■ **SET PROBLEM**
From the regulator circuit post, return everything from "The LM317 regulator" down to "(rectified) and amplified.", copied word for word.

■ **TEXT SHOWN**
┌────────

Your incoming DC is pulsed half-wave as you have no filter or reservoir cap after the rectifier. All of your regulator chips will likely drop out during the 8.3 millisecond periods between DC pulses.

The 2200 uF on the output needs to be on the input side with a smaller cap at the output.

Rich

Rich, W3HWJ wrote:
So you are using the tach signal as the power source for this controller? Is there some other source of DC power that I don't see?

Seems like a 2200 uF cap would really load down the signal from the tach.

Rich

I am confused by the above quotes and the subsequent responses. Please let me know where my analysis of this circuit is incorrect.

When I first took a look at it I assumed the power supply was 15 to 30V dropped down to 12.35V by one biased 7805 regulator which I now know from Tube Radio's description is being used as the DC supply for the VCR motor. The input voltage is further dropped down to 5V by the other 7805 which supplies the TL082 and the variable LM317 reference regulator.

The LM317 regulator is used as a variable voltage reference for the TL082 (I don't know why the regulated 5V from the TL082 supply couldn't have been used with the variable resistive voltage divider instead of the LM317). The TL082 is being used as an integrator with gain which takes the 1/2 wave input from the tachometer and compares it to the variable voltage reference from the variable LM317 regulator. The difference is then integrated (rectified) and amplified.

└────────

■ **DATA RECORDS**
┌────────

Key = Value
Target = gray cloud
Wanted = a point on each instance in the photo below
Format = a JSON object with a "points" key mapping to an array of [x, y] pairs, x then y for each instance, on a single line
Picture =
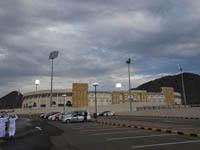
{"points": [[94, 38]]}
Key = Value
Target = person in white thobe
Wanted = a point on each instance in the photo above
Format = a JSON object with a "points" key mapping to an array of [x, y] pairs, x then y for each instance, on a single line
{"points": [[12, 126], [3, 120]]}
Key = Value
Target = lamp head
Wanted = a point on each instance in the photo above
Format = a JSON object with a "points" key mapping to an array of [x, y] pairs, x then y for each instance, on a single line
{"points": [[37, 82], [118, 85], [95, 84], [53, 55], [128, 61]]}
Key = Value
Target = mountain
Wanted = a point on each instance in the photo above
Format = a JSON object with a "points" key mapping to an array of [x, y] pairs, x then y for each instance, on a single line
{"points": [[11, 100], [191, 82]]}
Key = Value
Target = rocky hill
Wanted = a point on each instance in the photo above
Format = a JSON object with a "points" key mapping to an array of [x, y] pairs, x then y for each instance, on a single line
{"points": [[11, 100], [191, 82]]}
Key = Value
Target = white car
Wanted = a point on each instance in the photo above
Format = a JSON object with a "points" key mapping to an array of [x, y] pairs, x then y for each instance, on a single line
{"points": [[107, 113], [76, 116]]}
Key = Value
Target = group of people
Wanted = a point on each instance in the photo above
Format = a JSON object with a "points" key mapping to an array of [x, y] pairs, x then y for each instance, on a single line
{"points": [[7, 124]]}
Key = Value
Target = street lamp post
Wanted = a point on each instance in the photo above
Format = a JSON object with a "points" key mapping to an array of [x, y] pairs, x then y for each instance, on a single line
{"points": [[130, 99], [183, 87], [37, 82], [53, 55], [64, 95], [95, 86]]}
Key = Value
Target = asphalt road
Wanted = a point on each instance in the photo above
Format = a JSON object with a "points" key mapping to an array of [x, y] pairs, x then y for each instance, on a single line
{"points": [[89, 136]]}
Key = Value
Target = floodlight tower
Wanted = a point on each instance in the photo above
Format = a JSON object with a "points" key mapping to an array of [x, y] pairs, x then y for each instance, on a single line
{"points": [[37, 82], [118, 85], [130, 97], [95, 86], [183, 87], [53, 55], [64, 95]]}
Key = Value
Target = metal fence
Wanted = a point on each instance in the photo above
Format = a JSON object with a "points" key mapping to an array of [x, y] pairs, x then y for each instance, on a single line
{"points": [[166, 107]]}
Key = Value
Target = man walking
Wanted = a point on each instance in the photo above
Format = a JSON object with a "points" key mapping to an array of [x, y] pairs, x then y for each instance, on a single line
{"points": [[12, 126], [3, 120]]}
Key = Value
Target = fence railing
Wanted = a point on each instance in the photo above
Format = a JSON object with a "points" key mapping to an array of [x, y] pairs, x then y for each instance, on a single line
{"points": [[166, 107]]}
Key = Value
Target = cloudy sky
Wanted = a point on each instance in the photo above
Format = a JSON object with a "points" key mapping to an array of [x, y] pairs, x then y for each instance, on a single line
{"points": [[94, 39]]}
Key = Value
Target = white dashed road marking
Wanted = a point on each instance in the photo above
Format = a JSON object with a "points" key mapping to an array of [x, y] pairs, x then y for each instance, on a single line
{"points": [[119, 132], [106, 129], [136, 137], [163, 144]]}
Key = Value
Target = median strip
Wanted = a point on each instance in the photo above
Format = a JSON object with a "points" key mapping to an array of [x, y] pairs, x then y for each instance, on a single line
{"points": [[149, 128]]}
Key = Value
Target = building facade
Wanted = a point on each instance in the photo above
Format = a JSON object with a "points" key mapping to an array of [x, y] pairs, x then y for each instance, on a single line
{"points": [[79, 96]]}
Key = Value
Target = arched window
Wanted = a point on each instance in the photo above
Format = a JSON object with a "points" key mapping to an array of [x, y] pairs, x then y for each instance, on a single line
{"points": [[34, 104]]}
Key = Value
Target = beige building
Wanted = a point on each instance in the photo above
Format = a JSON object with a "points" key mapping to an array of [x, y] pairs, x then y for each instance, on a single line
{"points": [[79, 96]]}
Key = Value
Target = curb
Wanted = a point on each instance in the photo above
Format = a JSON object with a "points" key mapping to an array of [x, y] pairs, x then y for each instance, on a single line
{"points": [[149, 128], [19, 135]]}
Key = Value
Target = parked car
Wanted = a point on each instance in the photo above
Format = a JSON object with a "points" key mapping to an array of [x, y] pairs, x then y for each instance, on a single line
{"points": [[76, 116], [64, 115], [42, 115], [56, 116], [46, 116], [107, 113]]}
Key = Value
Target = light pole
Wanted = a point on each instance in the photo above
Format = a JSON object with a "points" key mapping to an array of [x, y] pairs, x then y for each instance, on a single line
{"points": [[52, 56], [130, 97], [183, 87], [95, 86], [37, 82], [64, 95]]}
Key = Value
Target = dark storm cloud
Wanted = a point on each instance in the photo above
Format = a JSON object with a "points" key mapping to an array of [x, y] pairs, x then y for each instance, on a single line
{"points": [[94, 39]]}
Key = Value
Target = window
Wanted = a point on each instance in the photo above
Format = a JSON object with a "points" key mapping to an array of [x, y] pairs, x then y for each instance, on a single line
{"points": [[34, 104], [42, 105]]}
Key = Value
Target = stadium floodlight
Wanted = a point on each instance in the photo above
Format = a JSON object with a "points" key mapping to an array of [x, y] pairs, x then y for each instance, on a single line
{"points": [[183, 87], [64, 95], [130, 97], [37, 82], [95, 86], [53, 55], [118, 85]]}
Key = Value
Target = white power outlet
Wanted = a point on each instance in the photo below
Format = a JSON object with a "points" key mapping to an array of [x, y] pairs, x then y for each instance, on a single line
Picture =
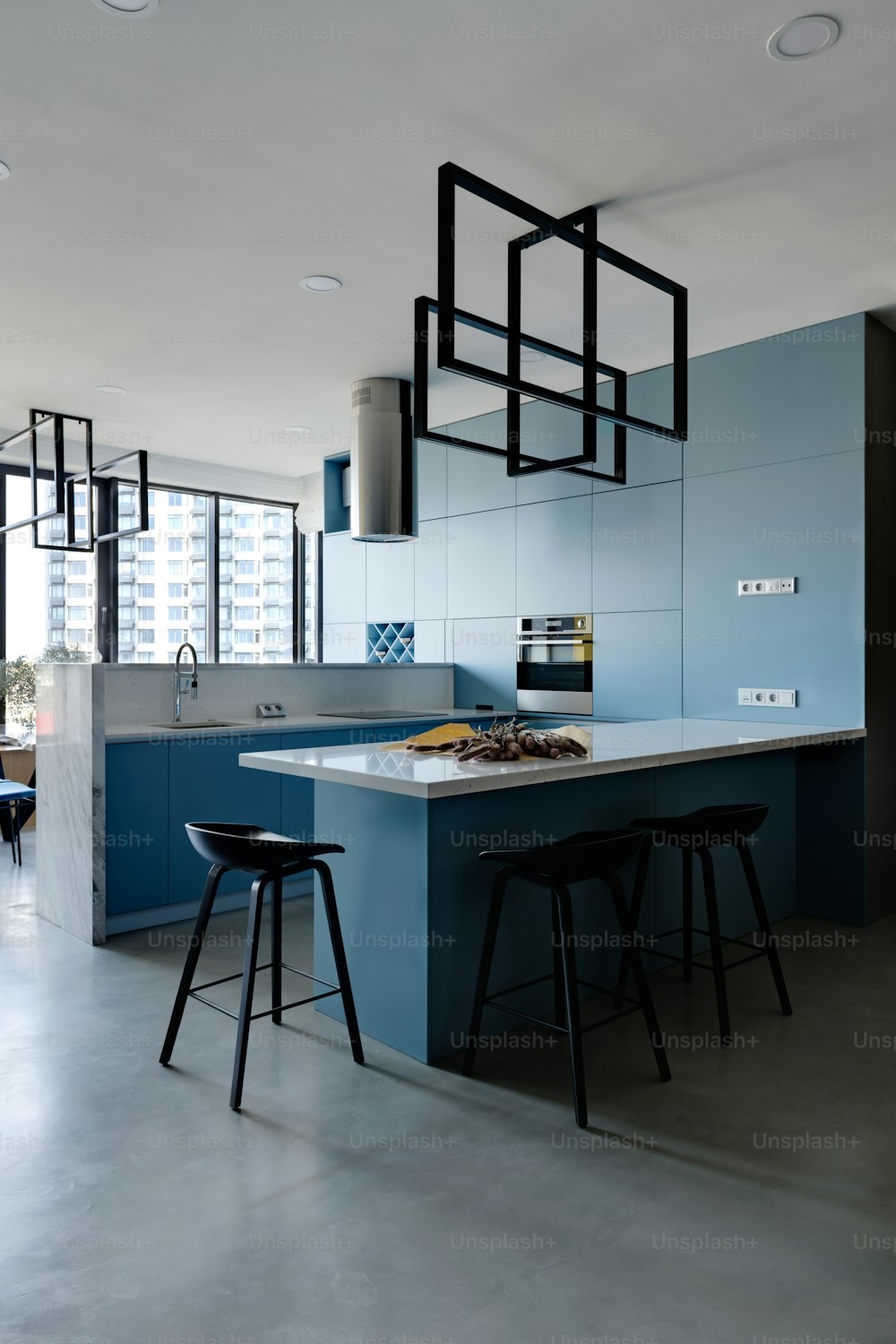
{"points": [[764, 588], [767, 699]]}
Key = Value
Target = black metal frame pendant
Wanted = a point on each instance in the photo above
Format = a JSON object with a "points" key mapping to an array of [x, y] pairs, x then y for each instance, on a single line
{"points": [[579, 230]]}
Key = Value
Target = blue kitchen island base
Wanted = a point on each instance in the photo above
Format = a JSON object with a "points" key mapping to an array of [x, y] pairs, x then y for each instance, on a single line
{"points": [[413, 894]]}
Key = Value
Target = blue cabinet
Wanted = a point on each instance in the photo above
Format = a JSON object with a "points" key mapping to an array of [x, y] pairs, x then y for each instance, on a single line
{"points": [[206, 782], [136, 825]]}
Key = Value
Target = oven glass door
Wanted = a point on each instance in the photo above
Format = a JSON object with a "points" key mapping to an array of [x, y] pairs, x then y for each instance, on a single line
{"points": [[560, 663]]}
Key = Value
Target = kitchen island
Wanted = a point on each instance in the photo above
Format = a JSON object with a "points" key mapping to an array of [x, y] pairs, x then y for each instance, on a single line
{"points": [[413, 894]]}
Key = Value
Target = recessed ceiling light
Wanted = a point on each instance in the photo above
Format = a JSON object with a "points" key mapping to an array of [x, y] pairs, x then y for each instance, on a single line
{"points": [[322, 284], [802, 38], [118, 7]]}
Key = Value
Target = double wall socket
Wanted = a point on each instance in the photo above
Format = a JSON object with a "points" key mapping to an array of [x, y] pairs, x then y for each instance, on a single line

└────────
┌────────

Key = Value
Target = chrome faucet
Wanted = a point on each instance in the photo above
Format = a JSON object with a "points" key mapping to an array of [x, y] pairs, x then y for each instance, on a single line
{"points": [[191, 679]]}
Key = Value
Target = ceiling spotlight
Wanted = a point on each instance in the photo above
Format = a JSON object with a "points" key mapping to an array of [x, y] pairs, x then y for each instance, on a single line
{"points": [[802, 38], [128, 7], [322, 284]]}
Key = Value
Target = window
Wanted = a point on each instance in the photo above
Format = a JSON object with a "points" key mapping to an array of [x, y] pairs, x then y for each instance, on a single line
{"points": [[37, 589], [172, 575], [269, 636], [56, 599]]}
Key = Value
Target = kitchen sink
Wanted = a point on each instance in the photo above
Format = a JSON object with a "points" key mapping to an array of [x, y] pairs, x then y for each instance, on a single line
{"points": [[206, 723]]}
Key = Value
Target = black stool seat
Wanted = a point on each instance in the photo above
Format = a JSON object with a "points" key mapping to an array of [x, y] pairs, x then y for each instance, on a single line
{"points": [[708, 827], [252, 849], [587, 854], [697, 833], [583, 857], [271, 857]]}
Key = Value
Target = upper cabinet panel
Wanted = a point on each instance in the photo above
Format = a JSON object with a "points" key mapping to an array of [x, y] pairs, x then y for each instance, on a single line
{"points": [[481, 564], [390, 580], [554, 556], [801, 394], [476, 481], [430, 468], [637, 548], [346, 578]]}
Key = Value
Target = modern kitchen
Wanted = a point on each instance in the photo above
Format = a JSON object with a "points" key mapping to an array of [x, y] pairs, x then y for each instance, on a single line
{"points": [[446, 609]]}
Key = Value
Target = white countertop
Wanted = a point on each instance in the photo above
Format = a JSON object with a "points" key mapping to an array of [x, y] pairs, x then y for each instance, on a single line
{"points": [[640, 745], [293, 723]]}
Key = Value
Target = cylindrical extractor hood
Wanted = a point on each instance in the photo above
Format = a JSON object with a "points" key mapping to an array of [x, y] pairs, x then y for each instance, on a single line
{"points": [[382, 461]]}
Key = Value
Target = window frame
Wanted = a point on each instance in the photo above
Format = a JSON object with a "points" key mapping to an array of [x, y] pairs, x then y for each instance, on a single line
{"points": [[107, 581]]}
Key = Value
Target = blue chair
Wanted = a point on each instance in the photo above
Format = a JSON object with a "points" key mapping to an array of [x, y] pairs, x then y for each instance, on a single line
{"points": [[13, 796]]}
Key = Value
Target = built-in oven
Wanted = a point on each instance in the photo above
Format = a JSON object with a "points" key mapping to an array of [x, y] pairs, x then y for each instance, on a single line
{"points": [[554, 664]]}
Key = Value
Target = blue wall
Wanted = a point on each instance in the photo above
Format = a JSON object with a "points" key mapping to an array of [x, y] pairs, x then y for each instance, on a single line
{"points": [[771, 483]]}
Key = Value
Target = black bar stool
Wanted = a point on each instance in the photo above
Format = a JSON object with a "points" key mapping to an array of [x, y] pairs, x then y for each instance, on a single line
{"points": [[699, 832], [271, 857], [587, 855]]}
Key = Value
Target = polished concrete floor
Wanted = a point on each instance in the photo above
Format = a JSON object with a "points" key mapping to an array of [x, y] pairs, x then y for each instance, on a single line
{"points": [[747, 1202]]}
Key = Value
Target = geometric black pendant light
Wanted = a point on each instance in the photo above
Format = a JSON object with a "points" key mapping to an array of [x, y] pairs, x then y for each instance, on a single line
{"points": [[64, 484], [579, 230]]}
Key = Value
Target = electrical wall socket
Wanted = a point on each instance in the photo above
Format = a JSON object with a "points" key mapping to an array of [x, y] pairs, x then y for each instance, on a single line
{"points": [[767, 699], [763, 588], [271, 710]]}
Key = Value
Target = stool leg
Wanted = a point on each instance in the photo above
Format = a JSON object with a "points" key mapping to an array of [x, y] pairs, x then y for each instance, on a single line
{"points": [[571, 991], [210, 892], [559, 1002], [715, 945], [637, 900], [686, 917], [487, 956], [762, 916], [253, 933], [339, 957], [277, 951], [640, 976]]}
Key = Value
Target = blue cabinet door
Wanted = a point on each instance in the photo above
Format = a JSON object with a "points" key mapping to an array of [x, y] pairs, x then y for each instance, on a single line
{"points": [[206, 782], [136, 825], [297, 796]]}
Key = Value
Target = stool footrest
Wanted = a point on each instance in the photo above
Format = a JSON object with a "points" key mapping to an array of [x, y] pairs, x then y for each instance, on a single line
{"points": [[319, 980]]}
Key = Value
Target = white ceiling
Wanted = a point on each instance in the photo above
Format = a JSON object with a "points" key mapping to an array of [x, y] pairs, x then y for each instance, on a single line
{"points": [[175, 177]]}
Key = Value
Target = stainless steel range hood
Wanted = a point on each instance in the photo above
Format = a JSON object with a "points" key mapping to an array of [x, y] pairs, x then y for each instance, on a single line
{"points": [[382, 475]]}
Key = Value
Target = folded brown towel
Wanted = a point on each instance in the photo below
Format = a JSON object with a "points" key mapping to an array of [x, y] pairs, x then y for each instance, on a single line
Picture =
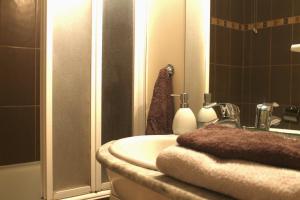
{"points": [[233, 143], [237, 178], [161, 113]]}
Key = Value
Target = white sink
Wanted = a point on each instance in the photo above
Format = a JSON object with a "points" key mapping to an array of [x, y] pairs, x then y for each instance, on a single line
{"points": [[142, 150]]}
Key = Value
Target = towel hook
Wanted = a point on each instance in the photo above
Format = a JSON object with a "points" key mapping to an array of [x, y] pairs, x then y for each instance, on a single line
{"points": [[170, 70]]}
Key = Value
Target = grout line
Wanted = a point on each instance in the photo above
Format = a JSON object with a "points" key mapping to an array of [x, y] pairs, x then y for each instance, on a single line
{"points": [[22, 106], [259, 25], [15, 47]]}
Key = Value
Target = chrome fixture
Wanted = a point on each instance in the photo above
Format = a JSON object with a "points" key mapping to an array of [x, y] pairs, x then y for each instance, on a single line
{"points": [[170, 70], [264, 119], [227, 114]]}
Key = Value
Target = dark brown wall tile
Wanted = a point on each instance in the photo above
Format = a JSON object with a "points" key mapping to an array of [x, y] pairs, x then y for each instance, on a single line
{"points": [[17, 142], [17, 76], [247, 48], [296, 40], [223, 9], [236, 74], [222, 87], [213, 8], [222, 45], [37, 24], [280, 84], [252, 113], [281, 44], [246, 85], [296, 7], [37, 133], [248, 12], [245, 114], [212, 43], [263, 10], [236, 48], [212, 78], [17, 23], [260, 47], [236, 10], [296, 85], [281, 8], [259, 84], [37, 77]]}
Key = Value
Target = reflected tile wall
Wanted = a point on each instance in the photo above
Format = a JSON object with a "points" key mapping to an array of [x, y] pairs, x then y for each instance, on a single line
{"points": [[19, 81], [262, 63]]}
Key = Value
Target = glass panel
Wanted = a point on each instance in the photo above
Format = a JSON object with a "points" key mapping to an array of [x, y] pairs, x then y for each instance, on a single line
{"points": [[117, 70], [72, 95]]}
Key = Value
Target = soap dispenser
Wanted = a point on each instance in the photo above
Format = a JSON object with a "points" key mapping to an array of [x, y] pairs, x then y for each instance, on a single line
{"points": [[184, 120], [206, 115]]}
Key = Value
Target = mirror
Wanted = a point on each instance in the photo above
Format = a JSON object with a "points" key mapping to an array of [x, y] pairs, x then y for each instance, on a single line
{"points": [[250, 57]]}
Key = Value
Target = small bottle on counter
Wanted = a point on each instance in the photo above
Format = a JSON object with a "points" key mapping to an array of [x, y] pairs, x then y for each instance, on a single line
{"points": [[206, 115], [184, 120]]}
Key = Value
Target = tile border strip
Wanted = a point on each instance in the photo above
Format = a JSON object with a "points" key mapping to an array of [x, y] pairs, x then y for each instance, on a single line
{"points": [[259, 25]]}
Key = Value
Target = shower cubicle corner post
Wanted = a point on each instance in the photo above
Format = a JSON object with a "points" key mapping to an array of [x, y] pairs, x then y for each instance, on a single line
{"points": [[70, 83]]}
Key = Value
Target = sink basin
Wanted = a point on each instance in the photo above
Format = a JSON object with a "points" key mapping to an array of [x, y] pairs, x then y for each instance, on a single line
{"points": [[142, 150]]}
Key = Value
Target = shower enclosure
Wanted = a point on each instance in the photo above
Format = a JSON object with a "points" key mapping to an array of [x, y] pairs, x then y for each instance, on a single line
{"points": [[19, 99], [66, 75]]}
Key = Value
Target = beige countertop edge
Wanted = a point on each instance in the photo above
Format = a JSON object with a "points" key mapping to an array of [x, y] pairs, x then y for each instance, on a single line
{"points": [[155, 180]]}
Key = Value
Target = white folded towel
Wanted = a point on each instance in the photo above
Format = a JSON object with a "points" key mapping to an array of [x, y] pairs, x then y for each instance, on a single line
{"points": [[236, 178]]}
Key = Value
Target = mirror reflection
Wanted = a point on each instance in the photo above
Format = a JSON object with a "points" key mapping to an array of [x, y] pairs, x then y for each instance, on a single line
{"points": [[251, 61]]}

└────────
┌────────

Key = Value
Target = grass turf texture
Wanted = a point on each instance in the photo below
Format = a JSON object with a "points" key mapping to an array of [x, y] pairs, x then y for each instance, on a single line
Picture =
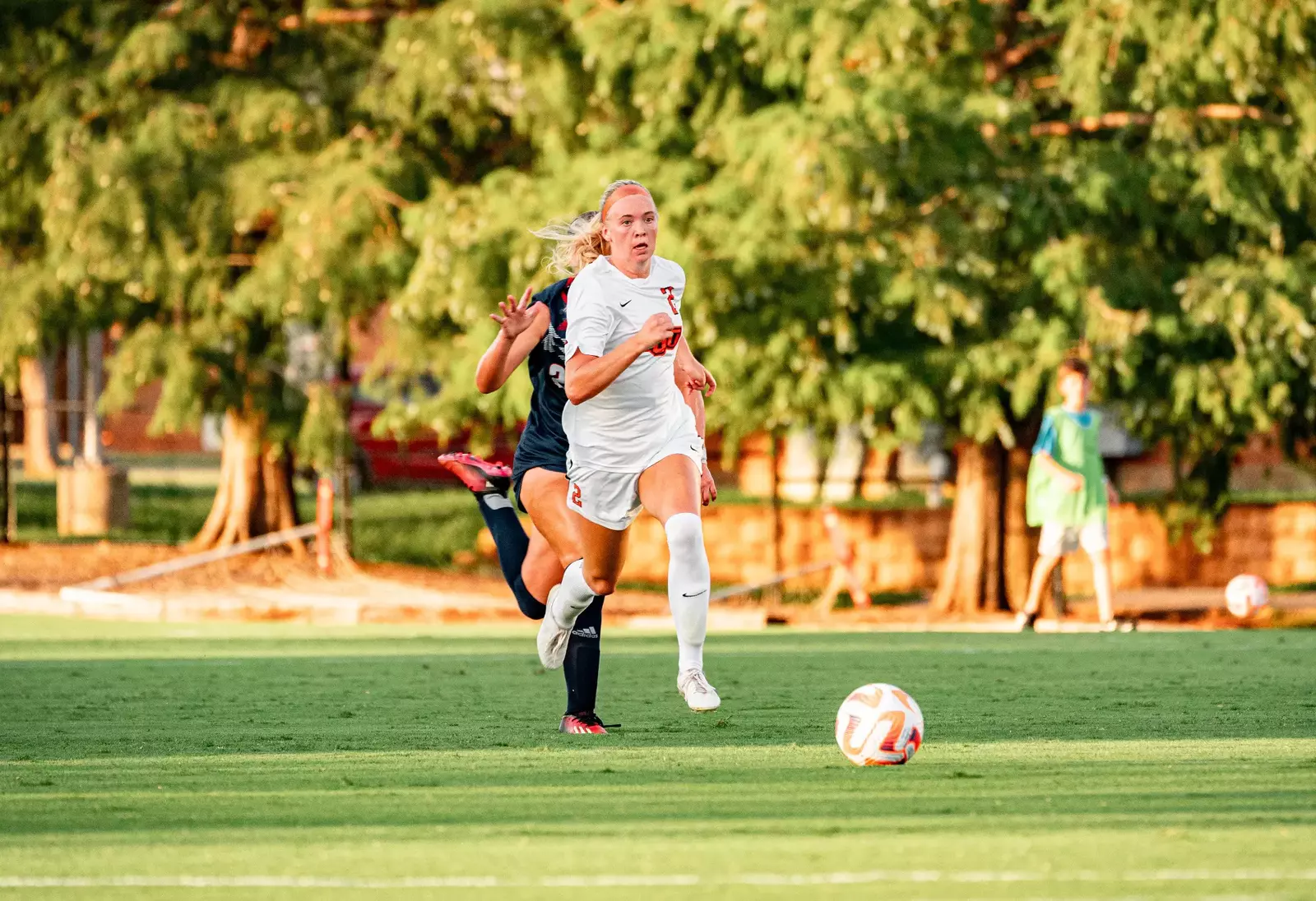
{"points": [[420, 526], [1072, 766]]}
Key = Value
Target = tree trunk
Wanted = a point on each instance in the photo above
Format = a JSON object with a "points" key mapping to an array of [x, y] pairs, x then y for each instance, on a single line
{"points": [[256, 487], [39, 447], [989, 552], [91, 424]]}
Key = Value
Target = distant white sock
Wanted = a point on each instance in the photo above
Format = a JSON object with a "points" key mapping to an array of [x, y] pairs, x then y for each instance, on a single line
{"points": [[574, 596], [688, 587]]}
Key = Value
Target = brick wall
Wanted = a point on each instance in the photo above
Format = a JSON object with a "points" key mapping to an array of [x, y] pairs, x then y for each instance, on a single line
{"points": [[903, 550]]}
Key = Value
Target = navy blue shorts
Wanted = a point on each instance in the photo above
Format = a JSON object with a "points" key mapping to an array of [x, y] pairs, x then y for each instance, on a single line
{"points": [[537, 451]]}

└────────

■ **OUTPUT BELOW**
The LM317 regulator is used as a variable voltage reference for the TL082 (I don't know why the regulated 5V from the TL082 supply couldn't have been used with the variable resistive voltage divider instead of the LM317). The TL082 is being used as an integrator with gain which takes the 1/2 wave input from the tachometer and compares it to the variable voltage reference from the variable LM317 regulator. The difference is then integrated (rectified) and amplified.